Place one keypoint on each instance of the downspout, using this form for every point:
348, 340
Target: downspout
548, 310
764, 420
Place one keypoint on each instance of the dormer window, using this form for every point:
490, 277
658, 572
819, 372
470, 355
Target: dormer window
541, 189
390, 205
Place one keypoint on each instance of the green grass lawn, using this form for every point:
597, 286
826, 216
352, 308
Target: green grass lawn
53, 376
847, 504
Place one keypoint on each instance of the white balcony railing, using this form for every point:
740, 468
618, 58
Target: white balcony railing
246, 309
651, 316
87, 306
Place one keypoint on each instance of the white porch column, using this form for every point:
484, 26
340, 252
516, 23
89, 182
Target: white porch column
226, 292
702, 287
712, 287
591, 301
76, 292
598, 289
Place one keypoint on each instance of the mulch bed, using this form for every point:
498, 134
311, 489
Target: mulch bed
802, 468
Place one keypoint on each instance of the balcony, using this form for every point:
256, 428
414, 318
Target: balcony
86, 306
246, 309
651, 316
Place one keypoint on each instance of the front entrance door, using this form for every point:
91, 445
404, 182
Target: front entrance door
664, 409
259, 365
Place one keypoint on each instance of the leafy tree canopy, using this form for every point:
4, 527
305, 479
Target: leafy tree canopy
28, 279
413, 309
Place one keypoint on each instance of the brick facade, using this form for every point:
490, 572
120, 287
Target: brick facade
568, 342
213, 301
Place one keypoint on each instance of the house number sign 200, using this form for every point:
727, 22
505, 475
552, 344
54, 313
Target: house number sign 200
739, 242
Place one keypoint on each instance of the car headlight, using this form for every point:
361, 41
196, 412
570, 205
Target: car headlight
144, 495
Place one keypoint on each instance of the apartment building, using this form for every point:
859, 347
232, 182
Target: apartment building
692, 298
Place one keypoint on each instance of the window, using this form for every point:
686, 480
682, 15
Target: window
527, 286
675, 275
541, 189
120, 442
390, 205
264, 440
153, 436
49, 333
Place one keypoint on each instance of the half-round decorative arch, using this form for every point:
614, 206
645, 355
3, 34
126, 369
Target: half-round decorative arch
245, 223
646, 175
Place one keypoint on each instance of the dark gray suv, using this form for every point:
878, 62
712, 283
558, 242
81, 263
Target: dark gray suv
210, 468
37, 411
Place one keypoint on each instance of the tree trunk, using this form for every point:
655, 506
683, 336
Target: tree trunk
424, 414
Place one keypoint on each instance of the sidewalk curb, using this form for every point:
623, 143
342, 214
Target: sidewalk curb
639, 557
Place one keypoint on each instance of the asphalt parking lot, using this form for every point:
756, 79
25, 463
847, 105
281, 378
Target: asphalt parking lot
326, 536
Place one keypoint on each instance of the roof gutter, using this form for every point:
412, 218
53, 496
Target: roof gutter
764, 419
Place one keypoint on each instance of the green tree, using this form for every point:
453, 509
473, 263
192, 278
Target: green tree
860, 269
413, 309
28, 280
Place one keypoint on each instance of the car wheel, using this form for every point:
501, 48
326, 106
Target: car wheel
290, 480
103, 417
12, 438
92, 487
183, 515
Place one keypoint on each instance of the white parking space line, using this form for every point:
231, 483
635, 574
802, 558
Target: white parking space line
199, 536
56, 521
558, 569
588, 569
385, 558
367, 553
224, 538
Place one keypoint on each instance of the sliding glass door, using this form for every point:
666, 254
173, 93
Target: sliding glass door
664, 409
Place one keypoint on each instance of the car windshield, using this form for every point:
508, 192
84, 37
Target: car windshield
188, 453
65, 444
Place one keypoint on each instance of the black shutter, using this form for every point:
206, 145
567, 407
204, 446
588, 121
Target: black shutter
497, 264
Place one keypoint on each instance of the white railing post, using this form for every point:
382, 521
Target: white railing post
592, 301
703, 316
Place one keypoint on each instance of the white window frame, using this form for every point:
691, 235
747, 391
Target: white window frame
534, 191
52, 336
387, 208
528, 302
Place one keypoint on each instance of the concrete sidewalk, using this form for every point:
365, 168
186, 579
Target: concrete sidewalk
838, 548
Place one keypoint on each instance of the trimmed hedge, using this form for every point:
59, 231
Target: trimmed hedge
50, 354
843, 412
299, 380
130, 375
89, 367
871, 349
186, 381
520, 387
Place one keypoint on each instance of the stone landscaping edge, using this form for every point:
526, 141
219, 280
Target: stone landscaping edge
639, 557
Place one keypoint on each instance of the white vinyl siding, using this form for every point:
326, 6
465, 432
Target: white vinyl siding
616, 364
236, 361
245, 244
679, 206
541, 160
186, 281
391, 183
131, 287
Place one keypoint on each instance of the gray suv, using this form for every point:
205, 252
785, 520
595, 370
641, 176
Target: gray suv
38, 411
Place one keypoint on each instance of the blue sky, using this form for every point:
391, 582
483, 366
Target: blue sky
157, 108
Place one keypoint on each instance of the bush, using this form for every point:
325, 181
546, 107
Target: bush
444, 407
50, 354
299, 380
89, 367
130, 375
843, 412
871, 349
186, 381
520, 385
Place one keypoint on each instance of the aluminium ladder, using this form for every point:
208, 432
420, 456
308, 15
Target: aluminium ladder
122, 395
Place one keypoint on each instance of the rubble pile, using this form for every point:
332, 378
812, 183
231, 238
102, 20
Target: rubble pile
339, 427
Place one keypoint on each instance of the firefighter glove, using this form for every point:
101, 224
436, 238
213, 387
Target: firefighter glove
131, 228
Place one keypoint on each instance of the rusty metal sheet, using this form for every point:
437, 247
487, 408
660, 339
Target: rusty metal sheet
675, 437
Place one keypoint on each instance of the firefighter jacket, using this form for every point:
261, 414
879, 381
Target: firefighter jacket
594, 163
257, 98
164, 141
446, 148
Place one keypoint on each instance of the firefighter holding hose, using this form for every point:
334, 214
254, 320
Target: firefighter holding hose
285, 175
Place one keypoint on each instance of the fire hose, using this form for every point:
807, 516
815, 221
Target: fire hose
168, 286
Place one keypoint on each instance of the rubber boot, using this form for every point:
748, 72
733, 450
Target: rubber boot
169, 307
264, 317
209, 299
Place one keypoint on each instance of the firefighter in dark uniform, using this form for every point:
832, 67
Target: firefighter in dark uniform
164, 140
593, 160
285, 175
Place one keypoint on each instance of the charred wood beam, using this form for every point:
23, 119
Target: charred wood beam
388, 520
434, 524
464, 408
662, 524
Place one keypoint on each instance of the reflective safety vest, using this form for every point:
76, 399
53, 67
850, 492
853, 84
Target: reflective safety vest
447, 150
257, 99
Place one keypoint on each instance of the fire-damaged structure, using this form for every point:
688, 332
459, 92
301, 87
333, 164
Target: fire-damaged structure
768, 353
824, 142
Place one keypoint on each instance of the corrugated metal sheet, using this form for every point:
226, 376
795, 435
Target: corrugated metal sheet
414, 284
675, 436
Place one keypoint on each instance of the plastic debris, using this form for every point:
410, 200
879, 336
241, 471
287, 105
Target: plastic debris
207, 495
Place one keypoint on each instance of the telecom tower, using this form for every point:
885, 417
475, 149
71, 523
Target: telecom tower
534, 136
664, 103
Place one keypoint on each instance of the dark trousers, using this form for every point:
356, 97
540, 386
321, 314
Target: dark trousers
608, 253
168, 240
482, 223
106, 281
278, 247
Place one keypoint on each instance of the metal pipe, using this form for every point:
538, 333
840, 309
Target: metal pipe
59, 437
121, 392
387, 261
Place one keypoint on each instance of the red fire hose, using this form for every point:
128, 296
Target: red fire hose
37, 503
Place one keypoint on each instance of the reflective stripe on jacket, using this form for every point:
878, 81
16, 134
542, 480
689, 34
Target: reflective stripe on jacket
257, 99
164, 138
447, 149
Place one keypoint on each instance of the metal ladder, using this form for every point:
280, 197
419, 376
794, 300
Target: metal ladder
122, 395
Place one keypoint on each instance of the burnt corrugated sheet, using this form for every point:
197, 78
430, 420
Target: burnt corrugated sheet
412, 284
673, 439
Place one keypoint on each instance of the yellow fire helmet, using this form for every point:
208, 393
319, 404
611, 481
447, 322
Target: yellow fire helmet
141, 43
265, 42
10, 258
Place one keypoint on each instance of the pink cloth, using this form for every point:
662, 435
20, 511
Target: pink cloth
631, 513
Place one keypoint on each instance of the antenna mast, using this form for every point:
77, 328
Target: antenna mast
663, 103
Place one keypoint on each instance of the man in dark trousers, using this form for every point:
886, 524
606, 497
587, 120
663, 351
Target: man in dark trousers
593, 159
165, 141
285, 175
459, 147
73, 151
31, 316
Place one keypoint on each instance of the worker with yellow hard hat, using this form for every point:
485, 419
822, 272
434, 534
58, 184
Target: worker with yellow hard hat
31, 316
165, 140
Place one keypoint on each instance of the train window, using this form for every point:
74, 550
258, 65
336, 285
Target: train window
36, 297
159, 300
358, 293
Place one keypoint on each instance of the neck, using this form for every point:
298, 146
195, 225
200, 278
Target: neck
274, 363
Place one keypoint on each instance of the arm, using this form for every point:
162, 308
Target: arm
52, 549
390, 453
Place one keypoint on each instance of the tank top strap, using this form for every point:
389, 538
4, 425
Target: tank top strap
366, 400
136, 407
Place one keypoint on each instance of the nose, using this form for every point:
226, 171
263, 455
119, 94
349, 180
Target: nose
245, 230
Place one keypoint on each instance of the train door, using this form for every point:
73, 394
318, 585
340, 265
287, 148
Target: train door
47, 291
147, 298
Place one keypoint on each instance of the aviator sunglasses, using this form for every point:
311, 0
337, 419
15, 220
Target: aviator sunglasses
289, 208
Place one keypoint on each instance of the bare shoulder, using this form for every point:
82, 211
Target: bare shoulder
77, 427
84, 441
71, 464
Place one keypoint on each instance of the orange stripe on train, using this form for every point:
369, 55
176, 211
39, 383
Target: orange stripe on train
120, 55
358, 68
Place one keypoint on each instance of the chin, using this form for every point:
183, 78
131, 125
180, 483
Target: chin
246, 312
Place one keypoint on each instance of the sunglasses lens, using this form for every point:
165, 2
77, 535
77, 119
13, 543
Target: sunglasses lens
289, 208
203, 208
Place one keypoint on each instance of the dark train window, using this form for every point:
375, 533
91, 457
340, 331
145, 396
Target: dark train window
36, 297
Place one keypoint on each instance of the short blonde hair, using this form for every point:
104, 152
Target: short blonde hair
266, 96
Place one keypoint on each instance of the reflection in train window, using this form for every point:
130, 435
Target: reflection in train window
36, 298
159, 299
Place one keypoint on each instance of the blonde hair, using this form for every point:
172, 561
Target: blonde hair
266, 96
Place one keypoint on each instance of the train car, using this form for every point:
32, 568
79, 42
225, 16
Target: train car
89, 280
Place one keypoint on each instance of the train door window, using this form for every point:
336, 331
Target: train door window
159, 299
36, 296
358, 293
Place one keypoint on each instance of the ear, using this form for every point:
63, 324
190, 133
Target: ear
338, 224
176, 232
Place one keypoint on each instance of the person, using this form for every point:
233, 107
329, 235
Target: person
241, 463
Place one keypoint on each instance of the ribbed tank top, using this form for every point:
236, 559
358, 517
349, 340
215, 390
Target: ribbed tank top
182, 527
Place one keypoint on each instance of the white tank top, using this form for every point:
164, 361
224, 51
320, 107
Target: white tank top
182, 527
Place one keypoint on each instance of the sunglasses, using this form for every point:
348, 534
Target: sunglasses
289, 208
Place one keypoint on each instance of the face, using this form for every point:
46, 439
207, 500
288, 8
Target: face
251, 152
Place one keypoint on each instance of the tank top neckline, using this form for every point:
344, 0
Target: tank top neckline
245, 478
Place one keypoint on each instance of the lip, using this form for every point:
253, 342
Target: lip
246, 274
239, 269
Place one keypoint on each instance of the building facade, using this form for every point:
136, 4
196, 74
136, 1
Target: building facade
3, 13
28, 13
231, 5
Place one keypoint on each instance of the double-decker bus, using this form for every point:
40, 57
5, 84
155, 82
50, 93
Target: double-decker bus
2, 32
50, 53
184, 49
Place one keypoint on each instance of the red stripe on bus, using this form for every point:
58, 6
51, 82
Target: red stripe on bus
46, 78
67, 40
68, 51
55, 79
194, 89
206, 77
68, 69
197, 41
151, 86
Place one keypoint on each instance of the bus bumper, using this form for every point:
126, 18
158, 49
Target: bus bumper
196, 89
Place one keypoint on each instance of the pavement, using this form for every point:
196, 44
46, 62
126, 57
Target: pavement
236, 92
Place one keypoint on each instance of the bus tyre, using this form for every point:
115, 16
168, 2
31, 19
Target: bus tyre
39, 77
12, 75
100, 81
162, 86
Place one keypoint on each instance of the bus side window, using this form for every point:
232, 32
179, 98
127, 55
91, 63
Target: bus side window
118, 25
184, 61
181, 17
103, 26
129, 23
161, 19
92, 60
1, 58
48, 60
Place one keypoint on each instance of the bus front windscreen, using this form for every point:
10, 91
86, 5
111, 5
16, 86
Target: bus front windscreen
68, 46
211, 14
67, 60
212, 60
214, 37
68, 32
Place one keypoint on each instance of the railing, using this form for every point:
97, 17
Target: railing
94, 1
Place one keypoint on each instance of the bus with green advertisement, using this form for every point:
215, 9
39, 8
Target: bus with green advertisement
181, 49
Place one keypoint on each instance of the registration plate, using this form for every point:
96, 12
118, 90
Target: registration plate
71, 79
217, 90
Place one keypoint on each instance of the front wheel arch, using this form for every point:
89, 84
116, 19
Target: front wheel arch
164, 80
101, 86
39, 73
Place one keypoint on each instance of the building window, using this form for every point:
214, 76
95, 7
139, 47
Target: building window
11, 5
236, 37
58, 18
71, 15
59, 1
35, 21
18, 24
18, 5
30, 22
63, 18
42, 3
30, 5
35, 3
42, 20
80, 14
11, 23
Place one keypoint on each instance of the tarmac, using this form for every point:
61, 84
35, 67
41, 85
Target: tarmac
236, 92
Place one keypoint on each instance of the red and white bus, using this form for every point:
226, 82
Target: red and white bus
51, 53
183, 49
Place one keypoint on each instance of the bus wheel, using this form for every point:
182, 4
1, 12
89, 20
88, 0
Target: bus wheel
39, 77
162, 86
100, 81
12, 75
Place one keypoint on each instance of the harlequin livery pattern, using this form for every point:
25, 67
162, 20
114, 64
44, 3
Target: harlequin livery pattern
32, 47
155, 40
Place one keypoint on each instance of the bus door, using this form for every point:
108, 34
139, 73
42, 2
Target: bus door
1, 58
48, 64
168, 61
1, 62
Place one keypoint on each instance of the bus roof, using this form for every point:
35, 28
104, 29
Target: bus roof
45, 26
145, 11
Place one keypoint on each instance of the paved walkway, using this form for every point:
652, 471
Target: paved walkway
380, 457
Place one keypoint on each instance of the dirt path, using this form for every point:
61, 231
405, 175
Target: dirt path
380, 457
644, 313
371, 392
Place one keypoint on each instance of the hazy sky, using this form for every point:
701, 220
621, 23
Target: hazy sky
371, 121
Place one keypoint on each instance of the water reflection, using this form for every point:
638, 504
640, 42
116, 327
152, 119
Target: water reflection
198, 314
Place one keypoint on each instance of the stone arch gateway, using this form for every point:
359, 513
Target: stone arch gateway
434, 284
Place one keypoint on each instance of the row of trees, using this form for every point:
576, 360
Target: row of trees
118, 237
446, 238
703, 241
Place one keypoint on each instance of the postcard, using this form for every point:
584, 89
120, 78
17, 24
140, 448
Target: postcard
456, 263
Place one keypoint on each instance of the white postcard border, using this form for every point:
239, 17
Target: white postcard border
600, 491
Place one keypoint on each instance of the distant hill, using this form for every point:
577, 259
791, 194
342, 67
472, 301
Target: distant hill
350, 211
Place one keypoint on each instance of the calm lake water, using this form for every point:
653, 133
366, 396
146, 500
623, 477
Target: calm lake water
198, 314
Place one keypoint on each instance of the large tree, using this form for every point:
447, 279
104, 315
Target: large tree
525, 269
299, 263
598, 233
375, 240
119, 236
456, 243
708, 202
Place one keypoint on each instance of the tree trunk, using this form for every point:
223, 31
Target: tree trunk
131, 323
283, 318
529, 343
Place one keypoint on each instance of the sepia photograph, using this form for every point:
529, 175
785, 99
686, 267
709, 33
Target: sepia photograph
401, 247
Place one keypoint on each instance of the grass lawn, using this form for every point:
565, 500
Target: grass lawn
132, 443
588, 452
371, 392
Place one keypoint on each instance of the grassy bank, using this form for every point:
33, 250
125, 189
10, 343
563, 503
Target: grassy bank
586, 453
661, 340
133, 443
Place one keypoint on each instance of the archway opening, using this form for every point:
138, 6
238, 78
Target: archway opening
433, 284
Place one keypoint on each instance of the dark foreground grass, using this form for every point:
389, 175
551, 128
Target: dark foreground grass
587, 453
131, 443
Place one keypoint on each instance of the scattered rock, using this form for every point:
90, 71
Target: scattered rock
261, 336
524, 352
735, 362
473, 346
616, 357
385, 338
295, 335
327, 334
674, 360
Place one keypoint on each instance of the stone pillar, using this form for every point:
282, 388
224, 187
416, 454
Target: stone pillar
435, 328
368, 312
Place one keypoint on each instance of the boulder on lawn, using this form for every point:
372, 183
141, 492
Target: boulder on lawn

* **Obiettivo**
Ricopia tali e quali le righe del materiale, cominciando da quella che contiene "Place one keypoint on each instance of the archway" e proseguendo fino all'ultima riga del materiale, estremi compresi.

* **Risposta all'esercizio**
Place one keypoint on each instance of the archway opening, using this form for every point:
138, 6
238, 78
Target: archway opening
433, 284
Place one keypoint on each instance of the dark foreground grass, using this form for every point:
389, 175
551, 128
Target: dark foreground grass
587, 453
131, 443
Place one keypoint on each instance of the scattered rock, using this form for every point:
90, 71
Target: scattered rock
261, 336
524, 352
735, 362
473, 346
616, 357
385, 338
295, 335
327, 334
674, 360
Place one keypoint on each instance of the stone pillar, using this form for every point:
282, 388
224, 187
416, 454
Target: stone pillar
435, 328
368, 312
Place one keypoint on each instance of the boulder on lawn, using this form for every point:
372, 183
141, 492
Target: boulder on lawn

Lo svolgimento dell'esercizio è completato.